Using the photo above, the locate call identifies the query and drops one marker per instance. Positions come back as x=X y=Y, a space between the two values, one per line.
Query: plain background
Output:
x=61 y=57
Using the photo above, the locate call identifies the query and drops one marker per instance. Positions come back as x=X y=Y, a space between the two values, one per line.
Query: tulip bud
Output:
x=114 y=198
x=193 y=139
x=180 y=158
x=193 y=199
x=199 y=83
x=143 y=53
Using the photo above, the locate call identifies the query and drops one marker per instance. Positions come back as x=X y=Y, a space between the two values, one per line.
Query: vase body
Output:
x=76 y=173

——

#### TASK BRIEF:
Would you reproduce all the entries exactly?

#### WRITTEN RESPONSE:
Using the photo above, the locate call identifies the query and drops one marker per instance. Positions come back as x=X y=Y, a space between the two values, one per line.
Query: plain background
Output:
x=61 y=57
Using the photo above, the locate call identifies the query and drops one marker per instance. Positions come back as x=X y=Y, a space between the two values, one per line.
Query: tulip bud
Output:
x=114 y=198
x=193 y=139
x=180 y=158
x=193 y=199
x=199 y=83
x=143 y=53
Using the photo above, the locate call identifies the query and drops one marker per instance. Positions come back as x=X y=Y, a space between the two values, one per line.
Query: vase body
Output:
x=76 y=173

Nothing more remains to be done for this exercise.